Superfetch was disabled via services.msc .... checked again, for sure disabled.  Remember when superfetch is enabled the cache is slowly filled and can be observed in task manager.  In my case the memory just seemed to disappear it didn't end up in a windows cache.

I disable UAC and superfetch off the bat when I install


----------



## streetfighter 2 (Aug 12, 2010)

TheMonkey said:


> Superfetch was disabled via services.msc .... checked again, for sure disabled.
> 
> I disable UAC and superfetch off the bat when I install



I'd leave superfetch on to be honest.  It can really help with boot times.  Enable it, download tweakprefetch then set superfetch to "Boot Only" (leave prefetch setting at "Applications & Boot").

Can you just post an HJT log?  I think it'd be a lot easier to sort out if we knew what you were running.

Also I thoroughly disagree with anyone advocating reinstalling Windows 7, especially at regular intervals.  Unless you did something irreversibly incorrect during install or have screwed up the system so bad that the repair time approaches infinity then there is no reason to reinstall.  What I would do, which isn't necessarily the fastest fix but certifiably a way to determine the source of the problem, is to disable crap one by one until it stops happening.  I'd start with stuff that runs at startup, then having killed all of them, move on to services and finally defenestrate my computer or reformat.  Defenestrating is much more fun, but awkward afterwards.


----------



## TheMonkey (Aug 12, 2010)

streetfighter 2 said:


> I'd leave superfetch on to be honest.  It can really help with boot times.  Enable it, download tweakprefetch then set superfetch to "Boot Only" (leave prefetch setting at "Applications & Boot").

_Data excerpt_.
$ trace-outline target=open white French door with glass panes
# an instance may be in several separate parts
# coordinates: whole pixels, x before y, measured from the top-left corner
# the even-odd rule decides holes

_Directions_.
**1)** Answer from the superfetch thread:
(a) Through what tool was superfetch disabled?
(b) What setting does streetfighter 2 suggest for superfetch after downloading tweakprefetch?
(c) What kind of log does streetfighter 2 ask to see?
**2)** Duplicate the part of the superfetch thread from "Can you just" to "but awkward afterwards.".
**3)** Pick up the superfetch thread where it stops and continue it.
The listing has no connection to the superfetch thread.

_Solved tasks_.
**1)**
(a) services.msc
(b) "Boot Only"
(c) An HJT log

**2)**
Can you just post an HJT log?  I think it'd be a lot easier to sort out if we knew what you were running.

Also I thoroughly disagree with anyone advocating reinstalling Windows 7, especially at regular intervals.  Unless you did something irreversibly incorrect during install or have screwed up the system so bad that the repair time approaches infinity then there is no reason to reinstall.  What I would do, which isn't necessarily the fastest fix but certifiably a way to determine the source of the problem, is to disable crap one by one until it stops happening.  I'd start with stuff that runs at startup, then having killed all of them, move on to services and finally defenestrate my computer or reformat.  Defenestrating is much more fun, but awkward afterwards.

**3)**
> 
> Can you just post an HJT log?  I think it'd be a lot easier to sort out if we knew what you were running.
> 
> Also I thoroughly disagree with anyone advocating reinstalling Windows 7, especially at regular intervals.  Unless you did something irreversibly incorrect during install or have screwed up the system so bad that the repair time approaches infinity then there is no reason to reinstall.  What I would do, which isn't necessarily the fastest fix but certifiably a way to determine the source of the problem, is to disable crap one by one until it stops happening.  I'd start with stuff that runs at startup, then having killed all of them, move on to services and finally defenestrate my computer or reformat.  Defenestrating is much more fun, but awkward afterwards.



Its not really an option to disable things one by one and check. It can take hours to weeks for the issue to replicate itself, waiting that long between program installs would be a bit exhausting..

HJT log attached ... it is the full log... the screenshot cuts off the "End of file"


----------



## streetfighter 2 (Aug 12, 2010)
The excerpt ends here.